### Task to complete
Everything from the line holding "Pest-scouting request: point out the window" through the last line below must be repeated exactly, and nothing else.

### Materials provided

________________________________________

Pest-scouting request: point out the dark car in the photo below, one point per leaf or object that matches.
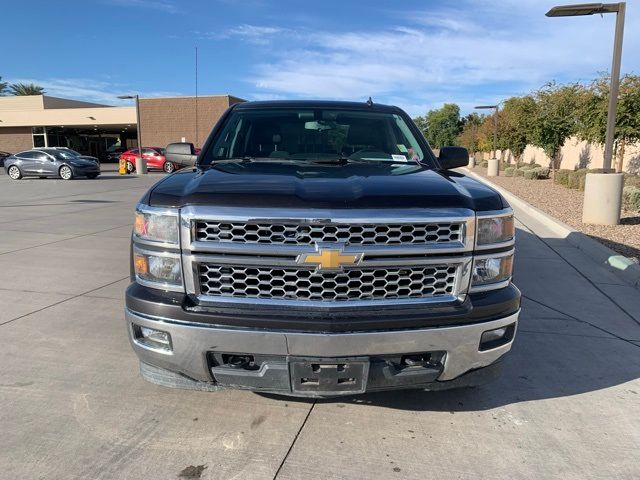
(3, 155)
(113, 153)
(320, 249)
(50, 162)
(74, 153)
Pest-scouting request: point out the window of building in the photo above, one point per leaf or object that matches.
(39, 137)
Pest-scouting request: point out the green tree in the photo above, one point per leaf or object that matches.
(443, 125)
(515, 124)
(26, 89)
(468, 137)
(593, 114)
(556, 117)
(421, 123)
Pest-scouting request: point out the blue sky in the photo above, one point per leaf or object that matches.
(415, 54)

________________________________________

### Finished task
Pest-scouting request: point out the window of building in the photo above, one point per leaf or object that matches.
(39, 137)
Pest-scouting request: point out the green tree in the photo above, one point per leaf or object that matches.
(443, 125)
(515, 124)
(26, 89)
(468, 137)
(593, 114)
(556, 117)
(421, 123)
Pest-scouting request: point out the blue sky in the photo above, one point per leaf or object that matches.
(415, 54)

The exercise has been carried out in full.